> **PROBLEM DETAILS**:
Please copy out all lines of the entries that contain the word "roof".

____ RECORDS SUPPLIED

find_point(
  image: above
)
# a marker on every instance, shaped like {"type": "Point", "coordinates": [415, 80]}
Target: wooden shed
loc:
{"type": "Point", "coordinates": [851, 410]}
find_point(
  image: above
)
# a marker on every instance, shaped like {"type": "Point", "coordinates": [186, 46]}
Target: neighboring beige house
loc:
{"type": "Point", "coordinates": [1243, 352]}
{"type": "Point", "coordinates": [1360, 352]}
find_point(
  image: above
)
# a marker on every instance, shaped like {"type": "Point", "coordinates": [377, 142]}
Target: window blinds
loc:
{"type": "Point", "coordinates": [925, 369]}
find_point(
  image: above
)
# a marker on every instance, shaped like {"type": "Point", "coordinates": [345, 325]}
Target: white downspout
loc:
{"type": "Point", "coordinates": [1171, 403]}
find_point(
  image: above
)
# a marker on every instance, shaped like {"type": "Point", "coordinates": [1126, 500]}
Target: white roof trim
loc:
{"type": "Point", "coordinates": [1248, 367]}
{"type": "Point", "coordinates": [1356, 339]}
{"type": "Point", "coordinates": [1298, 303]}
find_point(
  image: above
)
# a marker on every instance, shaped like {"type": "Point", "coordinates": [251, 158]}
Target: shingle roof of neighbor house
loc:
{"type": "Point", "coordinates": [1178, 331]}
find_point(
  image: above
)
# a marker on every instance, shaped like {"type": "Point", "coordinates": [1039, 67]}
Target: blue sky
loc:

________

> **RESPONSE AREA**:
Target: white roof trim
Target: shingle roof of neighbor house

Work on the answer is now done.